### TASK INSTRUCTIONS
(a) In the spacecraft control excerpt, how much higher is the computational efficiency of the distributed method for formation reconfiguration path planning than that of the centralized method?
(b) Do the following statements agree with the spacecraft control excerpt? Answer yes or no for each, and quote the deciding words. (i) Centralized control depends on a central node that collects global information. (ii) Most recent spacecraft swarm control methods are based on impulsive maneuvering models. (iii) In distributed control, each node processes information from every node in the system.
(c) Carry the spacecraft control excerpt forward from its final sentence.

When faced with more complex space missions, single-spacecraft systems encounter significant limitations due to constraints such as computational resources, maneuvering energy, and payload capacity. In contrast, multi-spacecraft systems, with the advantages of high fault tolerance, flexibility, and efficiency, have gradually become a research focus in the aerospace field. They are widely applied in tasks such as formation flying, orbital maintenance, and deep space exploration [
20]. Centralized control requires a central node to gather global information and make unified decisions. However, due to the constraints of spacecraft sensing, communication, and computing capabilities, achieving efficient and reliable on-orbit decision-making is challenging. In comparison, distributed control distributes computational tasks among multiple nodes, with each node only processing information from itself and nearby nodes. This significantly reduces computational complexity, improves efficiency, and is better suited for the demands of high-dynamic, cooperative operations. In [
21], the computational efficiency of spacecraft formation reconfiguration path planning using a distributed method is approximately seven times higher than that of a centralized method. This highlights that distributed control methods are a key technological trend for addressing complex tasks in future high-dynamic space environments. In recent years, numerous spacecraft swarm control methods have emerged. However, most are based on continuous maneuvering models and primarily target tasks such as formation maintenance and orbital adjustments. Common methods include leader–follower control [
22], artificial potential fields [
23], and swarm control [
24]. However, these methods often fail to meet the demands of long-distance maneuvering and rapid approach to targets under an impulsive maneuvering mode. To achieve coordinated target approach for multi-spacecraft, there is an urgent need to develop a cooperative path-planning method suitable for the impulsive maneuvering mode.

### ENTRIES PROVIDED
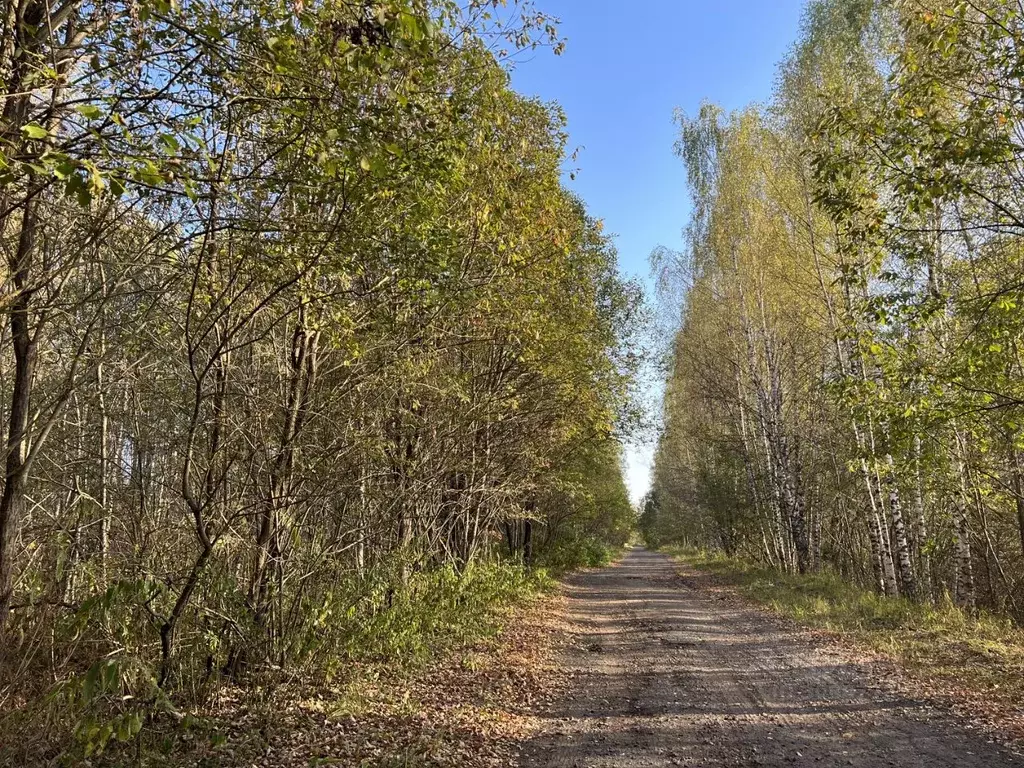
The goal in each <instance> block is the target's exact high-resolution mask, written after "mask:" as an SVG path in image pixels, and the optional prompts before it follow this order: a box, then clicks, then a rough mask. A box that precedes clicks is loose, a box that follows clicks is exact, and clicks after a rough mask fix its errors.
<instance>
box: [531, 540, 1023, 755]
mask: <svg viewBox="0 0 1024 768" xmlns="http://www.w3.org/2000/svg"><path fill="white" fill-rule="evenodd" d="M696 579H697V577H696V575H695V574H691V573H688V572H681V571H680V566H679V565H677V564H676V563H674V562H672V561H671V560H670V559H669V558H668V557H666V556H664V555H660V554H655V553H652V552H648V551H645V550H641V549H635V550H631V551H630V552H629V554H628V555H627V556H626V557H625V558H624V559H623V560H622V561H621V562H620V563H617V564H615V565H612V566H611V567H608V568H603V569H599V570H591V571H588V572H582V573H578V574H575V575H573V577H572V578H570V579H569V580H568V583H567V585H566V592H567V595H568V606H569V607H568V609H569V614H570V615H569V620H570V622H571V625H572V629H573V635H574V637H575V640H577V642H574V643H573V644H572V646H571V647H569V648H568V649H567V650H565V651H564V653H563V659H562V660H563V663H564V665H565V667H566V668H567V669H568V671H569V673H570V675H571V676H572V678H573V680H572V683H571V684H570V686H569V692H568V693H567V694H566V695H565V696H564V697H563V698H562V699H561V700H560V701H556V702H555V703H554V705H553V706H552V707H551V708H550V709H549V711H547V712H544V713H542V717H543V718H544V719H545V727H544V729H543V731H542V733H541V734H540V735H539V736H537V737H536V738H534V739H532V740H531V741H529V742H528V743H527V744H525V745H524V746H523V751H522V762H521V766H522V767H523V768H541V767H542V766H543V767H545V768H547V767H548V766H551V767H552V768H557V767H559V766H573V767H578V768H638V767H639V766H689V767H695V766H786V768H790V767H793V766H796V767H798V768H800V767H803V766H814V767H815V768H820V767H821V766H857V767H859V768H881V767H882V766H885V767H886V768H888V767H889V766H899V767H900V768H919V767H920V768H939V767H942V766H949V767H950V768H951V767H952V766H955V767H956V768H975V767H977V768H982V767H984V768H1009V766H1024V758H1021V756H1019V755H1015V754H1014V753H1012V752H1010V751H1009V750H1008V749H1006V748H1001V746H998V745H996V744H994V743H992V742H991V741H990V740H989V739H988V738H987V737H986V736H985V734H984V733H982V732H981V731H978V730H973V729H972V728H971V726H970V724H968V723H964V722H958V721H956V720H955V719H953V718H952V716H950V715H949V714H947V713H944V712H941V711H939V710H936V709H934V708H931V707H928V706H926V705H923V703H920V702H915V701H909V700H907V699H905V698H900V697H899V696H897V695H895V694H892V693H889V692H886V691H884V690H883V689H881V688H879V687H878V686H876V685H873V684H872V682H871V680H870V677H869V676H868V675H867V673H866V671H865V669H864V668H863V667H861V666H860V665H857V664H853V663H850V662H848V660H845V659H844V657H843V655H842V654H841V652H840V651H838V650H835V649H829V648H828V647H826V645H824V644H823V643H821V642H820V641H815V640H814V639H813V638H811V637H810V636H808V635H807V634H806V633H803V632H800V631H797V630H795V629H793V628H790V627H787V626H786V625H785V623H783V622H780V621H778V620H776V618H773V617H771V616H768V615H766V614H764V613H762V612H760V611H757V610H755V609H750V608H743V607H737V606H736V605H734V604H731V602H729V601H723V600H720V599H718V598H716V596H715V595H714V594H711V593H709V592H707V591H702V590H700V589H699V588H698V585H697V583H696V581H695V580H696Z"/></svg>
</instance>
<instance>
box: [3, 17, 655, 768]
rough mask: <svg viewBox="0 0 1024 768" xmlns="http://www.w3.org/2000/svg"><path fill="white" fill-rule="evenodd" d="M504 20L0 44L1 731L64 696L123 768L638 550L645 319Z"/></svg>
mask: <svg viewBox="0 0 1024 768" xmlns="http://www.w3.org/2000/svg"><path fill="white" fill-rule="evenodd" d="M500 5H503V4H499V3H490V2H486V3H476V2H473V3H470V4H469V5H467V6H466V7H460V6H457V5H456V4H454V3H449V2H446V1H441V2H433V1H431V2H426V1H422V2H421V0H383V1H382V2H357V3H353V2H313V3H302V2H297V3H289V4H276V3H265V2H262V0H239V2H231V3H227V4H224V3H209V2H205V1H202V0H200V1H198V2H186V3H183V4H177V3H167V2H163V0H153V1H150V0H147V1H146V2H143V3H141V4H138V3H132V4H124V5H119V4H118V3H116V2H115V3H113V4H111V3H100V4H93V5H90V4H83V3H79V2H77V1H76V0H69V1H68V2H67V3H63V4H62V5H61V4H49V3H41V2H36V1H35V0H27V1H26V2H22V3H19V4H16V6H17V7H16V12H15V10H11V12H10V13H8V14H6V15H5V20H4V25H5V29H4V35H3V40H4V44H3V49H2V50H0V72H2V73H3V76H2V87H3V93H2V94H0V99H2V101H3V122H2V124H0V184H2V189H0V247H2V248H3V256H4V263H5V265H6V266H5V270H4V274H3V291H2V295H0V313H2V315H3V317H2V319H3V325H2V330H0V354H2V356H0V401H2V403H3V413H4V418H3V420H2V423H3V425H4V429H5V435H4V440H5V454H4V479H3V485H2V495H0V632H2V634H3V640H2V642H0V662H2V670H3V672H2V675H0V685H2V686H3V687H2V688H0V710H5V711H8V710H14V711H19V712H23V714H24V712H25V708H26V707H29V708H30V709H31V707H35V706H37V703H39V702H40V701H41V700H42V699H40V698H38V695H39V694H41V693H43V692H45V689H46V687H47V686H46V685H44V684H43V681H44V680H51V681H56V683H57V689H58V691H59V692H60V694H59V695H57V696H56V697H55V698H52V697H51V698H50V699H49V700H50V701H59V702H62V703H60V705H59V706H60V707H65V706H66V705H67V706H68V707H69V708H70V709H69V710H61V713H60V716H59V717H55V718H53V719H52V720H51V722H53V723H59V724H61V725H62V726H67V727H68V728H77V729H78V735H79V737H80V740H81V741H82V743H84V744H86V745H87V746H86V749H88V750H96V749H100V748H101V746H102V745H103V743H105V742H106V741H108V740H110V739H111V738H116V737H117V738H121V737H125V738H127V737H131V736H134V734H135V733H136V732H137V731H138V729H139V728H140V727H141V726H142V722H143V718H144V716H146V715H147V714H150V713H152V712H153V711H154V708H158V707H160V706H164V705H161V702H165V703H166V706H167V707H168V708H171V709H173V703H172V702H173V701H174V700H175V699H176V698H180V697H182V696H185V695H186V692H187V693H188V695H195V693H196V692H197V691H203V690H208V689H209V686H210V685H211V684H212V683H214V682H215V681H216V680H217V679H218V678H220V677H223V676H227V677H230V678H233V679H234V680H239V681H241V680H245V679H247V676H251V675H255V674H263V673H265V672H267V671H268V670H288V669H296V668H298V667H300V666H302V665H308V664H312V663H314V662H315V663H316V664H325V665H326V664H328V662H327V660H325V659H327V658H329V657H332V656H333V658H334V660H333V662H331V663H330V664H333V665H335V666H337V665H338V664H340V659H342V658H344V657H345V654H346V653H350V652H352V647H351V643H350V641H351V638H353V637H366V635H359V634H358V633H359V632H360V631H362V630H361V629H360V628H361V627H365V625H366V622H367V621H369V620H368V617H371V616H375V615H379V614H381V613H384V612H386V611H387V610H388V609H389V608H390V607H391V606H395V605H397V604H399V603H400V602H401V601H402V600H407V599H408V600H415V599H420V598H418V596H417V595H418V593H417V590H418V589H419V590H424V589H427V588H426V587H423V586H422V585H421V587H419V588H418V587H417V586H416V585H417V579H418V574H425V573H430V572H435V571H436V572H440V571H450V570H451V571H455V572H463V573H465V572H468V571H469V570H472V569H473V568H474V567H476V566H477V564H479V563H480V562H481V561H486V560H489V559H494V558H495V557H497V556H499V555H500V553H502V552H505V551H506V549H507V548H508V547H511V550H512V551H511V552H509V553H507V554H506V555H505V557H507V558H510V559H512V560H513V561H515V562H523V561H525V562H527V563H528V562H530V561H544V560H545V559H547V560H548V561H553V560H557V561H558V562H559V563H561V564H566V565H567V564H573V563H578V562H580V561H582V560H585V559H586V556H585V551H586V550H587V548H600V547H607V546H616V545H621V544H622V543H624V542H625V540H626V537H627V536H628V535H629V529H630V524H631V520H632V510H631V508H630V505H629V503H628V500H627V499H626V496H625V490H624V485H623V481H622V476H621V472H620V464H621V457H620V449H618V443H617V440H616V437H615V435H616V434H617V432H618V430H620V428H622V427H624V426H626V424H627V421H628V410H629V393H628V388H629V385H630V380H631V376H632V372H631V365H632V364H631V361H630V360H631V357H630V355H628V354H626V353H625V350H624V348H623V346H622V345H623V343H624V339H625V338H626V336H627V333H628V330H629V327H630V326H631V325H632V324H633V323H634V322H635V314H636V311H637V307H638V302H639V294H638V290H637V288H636V287H635V286H633V285H631V284H629V283H626V282H624V281H623V280H622V279H621V278H620V276H618V275H617V274H616V271H615V259H614V253H613V250H612V249H611V247H610V245H609V243H608V241H607V240H606V238H605V237H604V236H603V234H602V233H601V229H600V225H599V223H598V222H596V221H595V220H593V219H592V218H590V217H589V216H588V215H587V213H586V212H585V210H584V208H583V206H582V205H581V203H580V202H579V201H577V200H575V199H573V198H572V197H571V196H570V195H569V194H568V193H567V191H566V190H565V189H564V188H563V187H562V186H561V184H560V173H561V164H562V161H563V158H564V141H565V139H564V135H563V132H562V131H563V126H562V118H561V116H560V115H559V114H558V112H557V110H556V109H554V108H552V106H549V105H546V104H542V103H539V102H537V101H534V100H529V99H525V98H523V97H521V96H519V95H517V94H515V93H514V92H512V91H511V90H510V88H509V84H508V77H507V75H506V73H505V71H504V70H503V69H502V67H501V66H500V65H499V61H498V58H499V53H500V51H498V48H500V47H502V46H506V47H510V48H512V49H519V48H523V47H526V46H534V45H540V44H552V45H557V40H556V39H555V38H554V34H555V33H554V29H553V27H552V26H551V23H550V20H549V19H547V17H545V16H544V15H543V14H540V13H538V12H537V11H536V10H535V9H531V8H529V7H526V6H523V7H521V8H519V9H518V11H521V15H519V14H518V13H515V14H512V15H511V16H510V18H511V22H510V20H509V19H508V18H505V17H504V16H502V15H501V14H500V7H499V6H500ZM11 8H14V6H11ZM493 49H494V50H493ZM523 528H524V529H525V530H526V535H525V536H523V535H522V534H521V532H520V534H519V535H517V536H506V532H507V531H513V530H519V531H521V530H523ZM567 553H568V554H567ZM421 581H422V580H421ZM420 597H422V599H424V600H427V601H429V599H430V597H429V595H425V596H423V595H421V596H420ZM83 686H84V687H83ZM104 686H105V687H104ZM115 689H116V690H118V691H123V692H124V693H125V694H126V695H128V694H130V696H131V697H128V698H125V697H121V696H116V697H112V698H103V695H105V694H103V695H100V694H101V692H102V691H108V692H113V691H114V690H115ZM112 702H116V703H112ZM40 706H41V705H40ZM51 715H52V713H51ZM8 725H9V723H8ZM61 733H62V731H60V728H59V727H55V728H54V729H52V731H51V732H50V733H48V734H44V736H46V737H53V738H55V739H59V738H60V737H61ZM65 735H66V734H65ZM3 740H4V741H8V739H6V738H5V739H3Z"/></svg>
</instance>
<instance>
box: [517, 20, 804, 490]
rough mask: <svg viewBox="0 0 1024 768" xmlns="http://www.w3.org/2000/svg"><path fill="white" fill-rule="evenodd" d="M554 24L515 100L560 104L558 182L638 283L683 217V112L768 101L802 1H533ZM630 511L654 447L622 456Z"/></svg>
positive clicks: (628, 451) (636, 450)
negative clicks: (606, 234) (616, 250)
mask: <svg viewBox="0 0 1024 768" xmlns="http://www.w3.org/2000/svg"><path fill="white" fill-rule="evenodd" d="M537 5H538V7H539V8H540V9H541V10H543V11H545V12H547V13H549V14H551V15H554V16H556V17H558V18H559V19H561V24H560V25H559V31H560V33H561V35H562V37H564V38H566V40H567V42H566V47H565V52H564V53H563V54H562V55H561V56H555V55H554V54H553V53H551V51H549V50H543V51H538V52H536V53H532V54H530V55H529V56H525V57H523V58H521V59H520V60H519V61H518V62H517V63H516V66H515V69H514V71H513V73H512V83H513V86H514V87H515V88H516V90H518V91H519V92H521V93H524V94H527V95H534V96H539V97H541V98H542V99H544V100H553V101H558V102H559V103H560V104H561V105H562V108H563V110H564V111H565V114H566V117H567V118H568V130H569V150H570V151H571V150H573V148H577V147H579V148H580V150H581V152H580V157H579V159H578V162H577V167H579V169H580V172H579V174H578V175H577V179H575V181H568V180H567V183H568V184H569V186H570V187H571V188H573V189H574V190H575V191H577V193H578V194H579V195H580V196H581V197H582V198H583V199H584V200H585V201H586V203H587V206H588V208H589V209H590V212H591V214H592V215H594V216H596V217H598V218H601V219H603V220H604V222H605V226H606V230H607V231H610V232H612V233H613V234H614V236H615V245H616V246H617V248H618V259H620V263H621V265H622V269H623V271H624V272H626V273H628V274H631V275H635V276H639V278H643V279H644V280H646V279H647V276H648V274H647V257H648V255H649V254H650V252H651V251H652V250H653V249H654V248H655V247H656V246H659V245H663V246H668V247H669V248H675V249H679V248H681V247H682V244H683V241H682V230H683V227H684V226H685V224H686V219H687V215H688V209H689V206H688V201H687V194H686V179H685V171H684V169H683V166H682V164H681V163H680V161H679V160H678V159H677V158H676V157H675V156H674V155H673V153H672V145H673V142H674V140H675V134H676V127H675V124H674V122H673V113H674V111H675V109H676V108H680V109H682V110H683V111H685V112H686V113H687V114H691V115H692V114H695V113H696V111H697V109H698V108H699V105H700V102H701V101H702V100H703V99H709V100H711V101H715V102H717V103H719V104H722V105H723V106H724V108H726V109H727V110H732V109H738V108H740V106H743V105H745V104H748V103H750V102H752V101H762V102H763V101H766V100H767V99H768V98H769V97H770V96H771V91H772V85H773V83H774V77H775V66H776V65H777V63H778V61H779V60H781V58H782V57H783V56H784V55H785V52H786V51H787V50H788V48H790V46H791V45H792V44H793V42H794V41H795V40H796V39H797V34H798V32H799V27H800V17H801V13H802V10H803V7H804V0H633V1H632V2H623V0H617V1H616V2H611V0H537ZM626 458H627V482H628V484H629V486H630V492H631V493H630V495H631V496H632V497H633V499H634V501H636V500H638V499H639V498H640V496H642V495H643V494H644V492H646V490H647V487H648V485H649V481H650V461H651V446H650V445H649V444H648V445H634V446H628V449H627V457H626Z"/></svg>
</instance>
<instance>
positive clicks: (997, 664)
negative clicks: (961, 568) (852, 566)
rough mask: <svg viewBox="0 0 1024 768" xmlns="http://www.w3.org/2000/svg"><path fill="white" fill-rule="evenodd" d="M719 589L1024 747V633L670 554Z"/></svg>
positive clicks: (978, 622)
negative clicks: (877, 666) (895, 678)
mask: <svg viewBox="0 0 1024 768" xmlns="http://www.w3.org/2000/svg"><path fill="white" fill-rule="evenodd" d="M665 551H666V552H667V553H668V554H670V555H672V556H673V557H675V558H676V559H678V560H680V561H682V562H684V563H686V564H688V565H691V566H693V567H694V568H696V569H698V570H700V571H702V572H705V573H708V574H710V575H711V577H712V578H713V580H714V582H715V584H716V585H717V586H720V587H726V588H728V589H729V590H730V591H732V592H734V593H735V594H738V595H739V596H740V597H743V598H745V599H746V600H750V601H753V602H755V603H757V604H759V605H761V606H764V607H766V608H768V609H770V610H771V611H773V612H774V613H777V614H779V615H782V616H785V617H787V618H791V620H794V621H796V622H797V623H799V624H801V625H803V626H805V627H809V628H812V629H816V630H822V631H824V632H827V633H829V634H830V635H833V636H835V637H837V638H839V639H841V640H844V641H847V642H848V643H850V644H852V645H853V646H854V647H856V648H858V649H862V650H869V651H871V652H873V653H874V654H878V655H880V656H881V657H883V658H884V659H888V660H890V662H892V663H894V664H895V665H896V666H897V672H898V673H901V674H900V676H899V677H900V679H899V680H898V683H899V685H900V686H901V687H902V688H904V690H906V691H907V692H908V693H911V694H914V695H919V696H923V697H926V698H930V699H933V700H939V701H942V702H944V703H948V705H952V706H953V707H955V708H956V709H958V710H961V711H962V712H964V713H965V714H968V715H970V716H971V717H973V718H976V719H979V720H982V721H984V722H986V723H987V724H989V725H992V726H994V727H996V728H997V729H999V730H1001V731H1004V732H1007V733H1009V734H1010V735H1012V736H1014V737H1015V738H1024V709H1022V702H1024V630H1022V629H1021V628H1020V627H1019V626H1017V625H1015V624H1014V623H1013V622H1011V621H1010V620H1008V618H1005V617H1000V616H995V615H991V614H986V613H981V614H979V615H977V616H972V615H969V614H967V613H965V612H964V611H963V610H961V609H959V608H957V607H956V606H955V605H952V604H951V603H950V602H949V601H948V599H946V600H942V601H940V602H939V603H938V604H934V605H933V604H927V603H918V602H912V601H910V600H906V599H902V598H887V597H883V596H881V595H878V594H876V593H874V592H871V591H870V590H865V589H863V588H861V587H858V586H856V585H851V584H849V583H847V582H844V581H843V580H842V579H840V578H839V577H838V575H837V574H835V573H828V572H824V573H815V574H809V575H803V577H802V575H794V574H790V573H784V572H782V571H779V570H776V569H773V568H767V567H765V566H763V565H755V564H752V563H750V562H745V561H742V560H738V559H735V558H729V557H725V556H724V555H721V554H716V553H709V552H702V551H695V550H691V549H680V548H667V549H666V550H665Z"/></svg>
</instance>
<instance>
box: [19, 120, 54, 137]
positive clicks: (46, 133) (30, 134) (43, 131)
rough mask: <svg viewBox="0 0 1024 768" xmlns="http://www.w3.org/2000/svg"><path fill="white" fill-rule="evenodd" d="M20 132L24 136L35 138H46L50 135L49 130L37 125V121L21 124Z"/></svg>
mask: <svg viewBox="0 0 1024 768" xmlns="http://www.w3.org/2000/svg"><path fill="white" fill-rule="evenodd" d="M22 134H23V135H24V136H25V137H26V138H31V139H37V140H38V139H43V138H46V137H47V136H49V135H50V134H49V132H47V130H46V129H45V128H43V126H41V125H39V123H27V124H26V125H23V126H22Z"/></svg>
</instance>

### LIST OF ANSWERS
(a) About seven times higher.

(b)
(i) Yes: "Centralized control requires a central node to gather global information and make unified decisions."
(ii) No: "most are based on continuous maneuvering models"
(iii) No: "each node only processing information from itself and nearby nodes"

(c)
Distributed negotiation strategies are often used to achieve task balancing in the multi-spacecraft system. In [
25], a networked game model based on a game-theoretic negotiation mechanism is proposed. Through cooperation with neighbors, individual actions are updated iteratively to reach a Nash equilibrium. Similarly, in [
26], the self-organizing task allocation problem in multi-spacecraft systems was modeled as a potential game, and a distributed task allocation algorithm based on game learning was proposed. Inspired by this, the study attempted to use a distributed negotiation method to determine the cooperative approach strategy. However, due to information asymmetry among spacecraft in distributed conditions, decentralized computational methods struggle to plan approach paths from a global perspective, which means global optimality cannot be guaranteed. To address this, this paper studies cooperative approach strategies in multi-spacecraft systems under distributed conditions. Facing challenges such as complex constraints, opponent interception, information asymmetry, and the tendency to fall into local optima, a cooperative game negotiation strategy combining offline trajectory planning and online distributed negotiation is proposed. The main contributions are as follows:
A multi-objective optimization model considering multiple constraints is established, and a constraint-handling mechanism based on the constraint dominance principle (CDP) is introduced. By combining the NSGAII method, the NSGAII-CDP algorithm is designed to efficiently generate the Pareto front, thereby obtaining a set of approach paths that meet the constraint.
The negotiation strategy among multi-spacecraft is modeled as a cooperative game, with defined players, strategy space, and local reward functions. Based on this, the existence and convergence of the Nash equilibrium under distributed conditions are theoretically analyzed and verified by constructing an exact potential function.
A distributed negotiation strategy based on simulated annealing is proposed, effectively overcoming the problem of negotiation strategies tending to fall into local optima and improving global optimization performance.
The remaining sections of this paper are organized as follows.
Section 2 describes the multi-spacecraft coordinated approach problem and the relative dynamics model.
Section 3 presents the multi-objective optimization algorithm, including the optimization variables, objective functions, constraints, mathematical model and the design of NSGAII-CPD. In
Section 4, the distributed negotiation strategy based on simulated annealing is presented, and the existence and convergence of the Nash equilibrium are discussed.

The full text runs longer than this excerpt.